BEGIN Text section

Huh? It's great that you respect the work people do, but that has nothing to do with whether they'll affect society.
> ChatGPT is entertaining but it is, at most, a baby step towards an AI revolution and, at worst, a very expensive detour away from the holy grail of artificial general intelligence.
What? This is the closing to the article and it just throws out this enormous claim, which is backed up by absolutely nothing. It's demonstrably a big step towards an AI revolution - if nothing else, it's brought a ton of money and interest into the space, which is certainly important for a revolution.
But to say it's a detour away from AGI and then give absolutely no explanation of why that is or what direction AI research should be going? This is very poor journalism.
It's really easy to get an LLM to hallucinate by asking an open ended question - the type typically answered by a Google search or checking Wikiedpia. However, this is not the best application of LLMs. This criticism is getting old.
LLMs are great at:
- Text synthesis given all of the facts in a prompt (expand these bullet points)
- Summarization (condense this text)
- Data extraction (fit this data into this schema)
It seems to do ok at coming up with starting points or give you options if you're stuck. But the quality of the prose it comes up with is indeed awful. It gets a bit better if you ask it to write in the style of a specific author, but marginally so.
I guess maybe it gets to mediocre fan fiction level.
That's still pretty impressive, but not very usable for creative writing yet.
I wonder if there's a series of steps(prompts) that could be used to get it to out put something much better. I know I've used it to write something I would have never even attempted let alone tried to write on my own. It came out ok, but better than I could have done on my own.
Some do. Others will just sit down and write. But the problem isn't so much that it can't handle plot. That is amenable to process - there are huge numbers of different processes, and one that might work well for GPT is something called the Snowflake method, which is basically iterative refinement. E.g. start with a one line description, expand it to a paragraph, expand each paragraph to a paragraph, then to a page or a few, and eventually to a list of scenes, and write out the scenes. Oversimplified (there's some steps with character sheets etc. too).
For that it might well be useful, because you could do one iteration at a time, edit the output to keep/reject ideas and do the next step.
But the challenge is that while it might not be "easy", it's the less time consuming part of a novel (certainly has been for me). The time consuming part is writing out the scenes, and the part GPT so far is awful at is the prose. So even if you manage to get it to produce a coherent script setting out what should happen, you still (so far) will have to expect to rewrite the entire thing anyway. That may or may not be useful to you. For my part I suspect I'd write faster from scratch than trying to edit and keep it consistent.
That said, given how far it's gotten I wouldn't at all be surprised if it can get to reasonable prose in another couple of versions.
It is good at inferring the correct people into a story. But the story many times leaves something to be desired.
Other times though I did have a lot of fun having it spit out SCP stories. As those can many times have a ton of template like logic to them. Due to the nature of SCP being written in a tone of a formal report. Plus well over 2000 different examples.

END Text section

## Study questions
1. In the forum discussion about ChatGPT, which method for plotting a novel does one commenter say might work well for GPT?
2. Take the forum discussion about ChatGPT and fiction writing further, picking up after its last comment.

BEGIN Extracted records

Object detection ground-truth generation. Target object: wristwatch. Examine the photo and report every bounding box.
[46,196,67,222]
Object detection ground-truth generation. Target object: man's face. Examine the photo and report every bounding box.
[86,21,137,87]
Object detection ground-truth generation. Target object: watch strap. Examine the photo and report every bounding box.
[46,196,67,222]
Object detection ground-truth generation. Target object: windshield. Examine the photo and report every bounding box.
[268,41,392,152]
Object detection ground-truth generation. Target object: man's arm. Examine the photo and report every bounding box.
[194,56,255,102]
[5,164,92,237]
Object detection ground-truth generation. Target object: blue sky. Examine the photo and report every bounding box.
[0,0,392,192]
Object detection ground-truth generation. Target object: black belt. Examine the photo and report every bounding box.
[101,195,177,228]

END Extracted records
BEGIN Extracted records

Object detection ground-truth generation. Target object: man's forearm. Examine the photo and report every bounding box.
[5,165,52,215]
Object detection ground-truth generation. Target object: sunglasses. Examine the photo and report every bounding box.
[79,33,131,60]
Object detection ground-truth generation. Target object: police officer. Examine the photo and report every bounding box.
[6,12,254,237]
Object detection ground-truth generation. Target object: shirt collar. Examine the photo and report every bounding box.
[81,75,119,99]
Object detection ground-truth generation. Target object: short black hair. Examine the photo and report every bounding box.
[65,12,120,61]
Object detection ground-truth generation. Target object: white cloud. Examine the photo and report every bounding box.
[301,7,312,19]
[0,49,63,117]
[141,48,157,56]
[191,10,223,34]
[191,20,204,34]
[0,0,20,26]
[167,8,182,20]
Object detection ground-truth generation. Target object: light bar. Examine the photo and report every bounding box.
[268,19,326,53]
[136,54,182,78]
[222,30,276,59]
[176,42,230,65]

END Extracted records

## Task results
1. The Snowflake method.

2.
Also some of that could be due to lack of training data. Like a TV show might be 4 seasons long and a particular character may have had 3 or 4 lines total. It would be like asking it to write a story about Boba Fett given the original 2 movies where he showed up and had maybe 1 or two lines. There just is not enough to extrapolate anything. But you ask it to write something about Harry Potter and it probably could get the style close enough as there is more training data.
My biggest grip is sometimes it just gets stuck in a loop. Once you are in one, the thing just will dump out the same hallucinations over and over.
Try Anthropic's Claude[1]. I've found it to be better at creative writing than GPT4 or even Claude+.
That said, it's still not great, though sometimes you can luck on to finding a gem in what it writes.
I've also had luck in giving it examples of the sort of thing I wanted it to write and asking it to write something similar, but with certain modifications that I wanted it to make.
Giving two or more examples and asking it to combine them is also fun.
I wonder if an LLM trained on your favorite author how many words/sentences paragraphs it could generate in the middle of a book that would be basically undetectable.
You don't even necessarily need to train it specifically on their writing. Just giving an LLM an example of the sort of writing you want and asking it to write something similar is sometimes enough.
But, yeah, training it specifically on a corpus of work would probably be even more effective.
I'd love to be able to do that and get output that's at least on the GPT4 level. I think we'd probably have to have a breakthrough in LLM architecture and/or some amazing advancements in hardware before it becomes practical and cost effective for individuals to train their own GPT4-level LLMs, though.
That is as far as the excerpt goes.